◆ Problem details: Transcribe the records below. Leave every word as it is.

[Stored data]
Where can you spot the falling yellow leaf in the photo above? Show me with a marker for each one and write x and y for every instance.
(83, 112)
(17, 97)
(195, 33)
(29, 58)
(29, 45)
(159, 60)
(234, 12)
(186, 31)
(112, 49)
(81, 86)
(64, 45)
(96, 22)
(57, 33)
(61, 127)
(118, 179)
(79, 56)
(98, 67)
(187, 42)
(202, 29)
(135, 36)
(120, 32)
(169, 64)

◆ Expected answer:
Where can you spot the falling yellow leaf in the photo above? Show me with a marker for each one and write x and y for every instance.
(83, 112)
(17, 97)
(195, 33)
(29, 58)
(29, 45)
(159, 60)
(234, 12)
(186, 31)
(112, 49)
(81, 86)
(64, 45)
(96, 22)
(57, 33)
(61, 127)
(118, 179)
(79, 56)
(98, 67)
(187, 42)
(202, 29)
(135, 36)
(120, 32)
(169, 64)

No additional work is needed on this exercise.